▶ **PROBLÈMES À RÉSOUDRE**
a - Relevez dans l'extrait sur la justice toutes les dates qui comportent à la fois un jour et un mois.
b - D'après l'extrait sur la justice, quelle campagne la ministre engagera-t-elle dès 2008 ?
c - Expliquez, à partir de l'extrait sur la justice, pourquoi la garde des Sceaux veut revoir l'ordonnance du 2 novembre 1945.

#### EXTRAIT DU TEXTE ####

Lors d'un déplacement le 22 juin au tribunal de grande instance de Bobigny, Rachida Dati s'est engagée à agir pour une justice « ferme et humaine », « moderne et qui s'adresse à tous ». La ministre de la Justice a ainsi assuré de sa fermeté dans la lutte contre la récidive, notamment celle des mineurs à l'égard desquels elle entend mettre en application « un principe simple : «une infraction - une réponse» » (1). Elle a également émis l'idée d'expérimenter la dissociation des fonctions des juges des enfants : « Pourquoi ne pas dédier certains juges pour enfants au jugement des mineurs délinquants alors que les autres seraient dédiés au traitement de l'enfance en danger ? » Dans cet esprit, la garde des Sceaux estime nécessaire de revoir l'ordonnance du 2 novembre 1945 relative à l'enfance délinquante « non pas pour l'assouplir, non pas pour la durcir, mais pour la rendre plus lisible et plus cohérente ». Et d'ajouter que « la justice des mineurs deviendra [ainsi] plus rapide et plus efficace ». En outre, elle engagera, dès 2008, une campagne de recrutement de psychologues pour soutenir et conforter l'action des éducateurs dans les structures ouvertes.
Autre préoccupation de la chancellerie : moderniser la justice afin qu'elle soit plus proche des citoyens, et qu'elle « juge dans des délais raisonnables, dans des termes compréhensibles et [qu'elle] respecte les justiciables ». Pour ce faire, elle entend procéder à la numérisation et à la dématérialisation des procédures (2). Rachida Dati a également confirmé la rénovation de la carte judiciaire, qui se fera de manière progressive à partir du 1er janvier 2008 et ne sera « ni mécanique, ni géométrique, ni technocratique », a-t-elle assuré. Afin de préparer cette réforme, très critiquée par les professionnels de la justice, la ministre a installé le 27 juin un comité consultatif de la carte judiciaire chargé de lui présenter, au plus tard le 30 septembre prochain, des suggestions sur les schémas de redéploiement. Toujours dans une optique de modernisation, Rachida Dati a annoncé qu'elle allait instituer au sein de son ministère un porte-parole dont la mission sera d'informer le public sur les réformes et le fonctionnement de la justice.

#### DONNÉES EXTRAITES ####

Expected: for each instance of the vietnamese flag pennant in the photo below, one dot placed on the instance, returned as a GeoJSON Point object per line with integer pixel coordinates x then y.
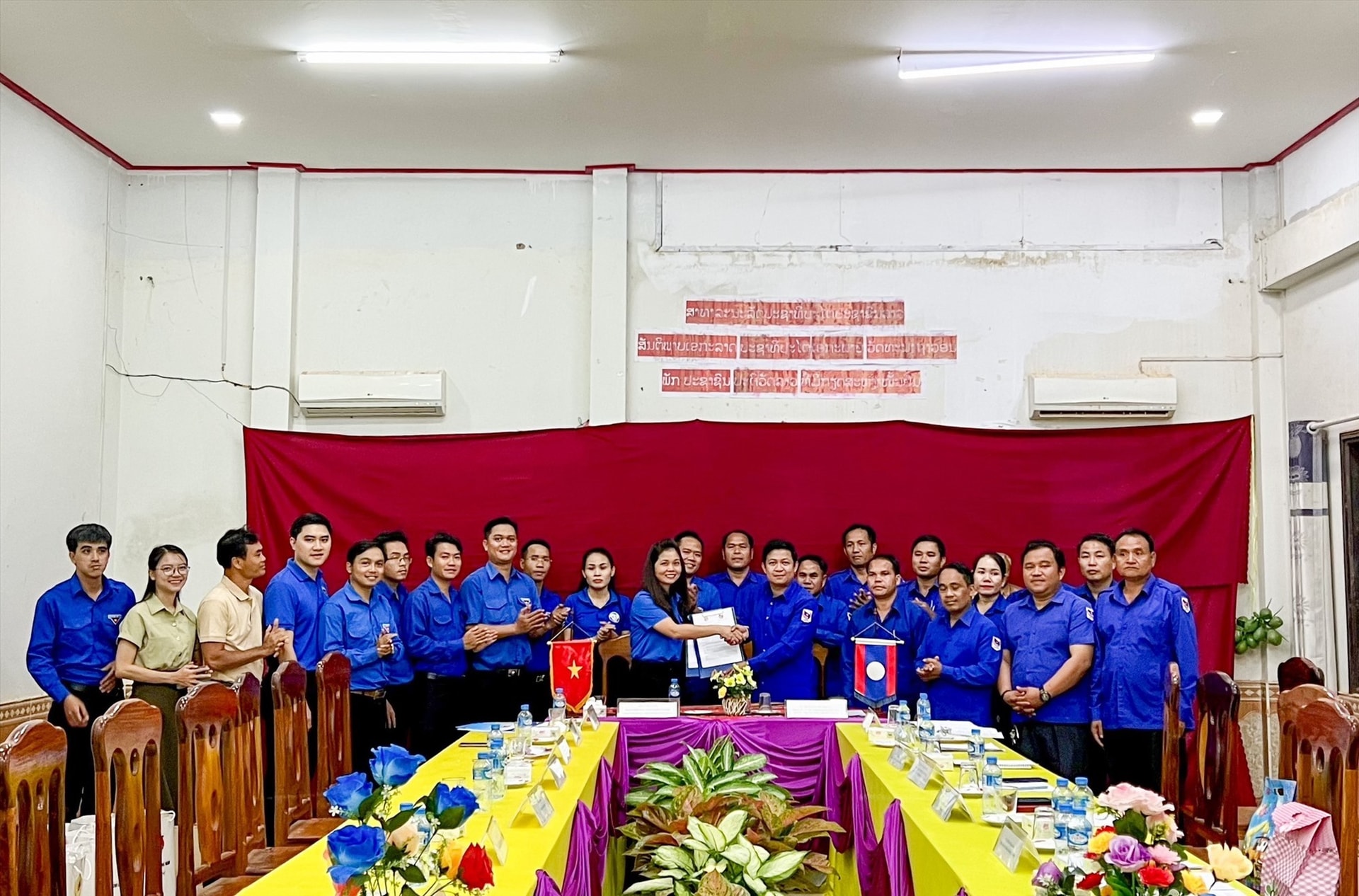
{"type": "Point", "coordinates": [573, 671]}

####
#### DONNÉES EXTRAITES ####

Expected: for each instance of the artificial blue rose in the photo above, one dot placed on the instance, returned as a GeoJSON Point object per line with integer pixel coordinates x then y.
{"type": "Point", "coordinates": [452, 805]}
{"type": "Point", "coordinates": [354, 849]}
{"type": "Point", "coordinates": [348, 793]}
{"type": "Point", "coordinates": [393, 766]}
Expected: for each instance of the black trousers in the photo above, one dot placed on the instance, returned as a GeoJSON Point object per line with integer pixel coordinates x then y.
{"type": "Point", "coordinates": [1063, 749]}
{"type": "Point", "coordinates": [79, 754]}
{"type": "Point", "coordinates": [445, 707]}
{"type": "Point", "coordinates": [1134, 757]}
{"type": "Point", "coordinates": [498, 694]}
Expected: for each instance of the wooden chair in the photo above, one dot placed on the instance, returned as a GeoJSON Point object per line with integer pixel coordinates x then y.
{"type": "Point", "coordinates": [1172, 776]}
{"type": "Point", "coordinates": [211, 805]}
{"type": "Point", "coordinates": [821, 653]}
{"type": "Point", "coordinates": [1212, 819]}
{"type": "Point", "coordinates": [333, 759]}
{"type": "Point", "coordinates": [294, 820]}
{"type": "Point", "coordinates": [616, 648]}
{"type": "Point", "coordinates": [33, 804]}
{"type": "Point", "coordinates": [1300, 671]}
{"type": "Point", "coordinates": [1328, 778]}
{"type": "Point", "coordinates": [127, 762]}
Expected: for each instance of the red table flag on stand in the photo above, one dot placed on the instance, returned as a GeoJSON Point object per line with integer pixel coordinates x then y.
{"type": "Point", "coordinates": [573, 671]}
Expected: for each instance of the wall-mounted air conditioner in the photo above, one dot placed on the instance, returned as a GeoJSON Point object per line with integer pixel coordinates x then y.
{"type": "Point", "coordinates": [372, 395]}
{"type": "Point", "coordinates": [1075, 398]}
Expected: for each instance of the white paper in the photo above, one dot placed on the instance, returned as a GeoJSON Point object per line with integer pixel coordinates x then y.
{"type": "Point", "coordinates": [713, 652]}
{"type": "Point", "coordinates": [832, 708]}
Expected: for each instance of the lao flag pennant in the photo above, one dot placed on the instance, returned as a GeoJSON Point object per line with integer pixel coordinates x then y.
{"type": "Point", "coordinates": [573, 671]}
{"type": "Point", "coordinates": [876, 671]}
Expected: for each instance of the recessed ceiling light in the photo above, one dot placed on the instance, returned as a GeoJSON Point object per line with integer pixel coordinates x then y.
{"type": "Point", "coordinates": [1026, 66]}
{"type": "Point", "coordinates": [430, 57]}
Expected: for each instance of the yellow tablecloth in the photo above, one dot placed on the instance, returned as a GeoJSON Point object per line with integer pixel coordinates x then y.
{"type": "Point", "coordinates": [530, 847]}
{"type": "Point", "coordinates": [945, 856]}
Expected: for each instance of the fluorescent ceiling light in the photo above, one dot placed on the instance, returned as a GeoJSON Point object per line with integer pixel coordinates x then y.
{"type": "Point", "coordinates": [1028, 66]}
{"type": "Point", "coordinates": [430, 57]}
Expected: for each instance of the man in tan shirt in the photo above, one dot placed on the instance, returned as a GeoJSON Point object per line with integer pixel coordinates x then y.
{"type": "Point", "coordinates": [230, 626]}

####

▶ **RÉSULTATS PAR TÂCHE**
a - 22 juin ; 2 novembre 1945 ; 1er janvier 2008 ; 27 juin ; 30 septembre

b - Une campagne de recrutement de psychologues.

c - Elle veut rendre l'ordonnance plus lisible et plus cohérente, sans l'assouplir ni la durcir. Ainsi, selon elle, la justice des mineurs deviendra plus rapide et plus efficace.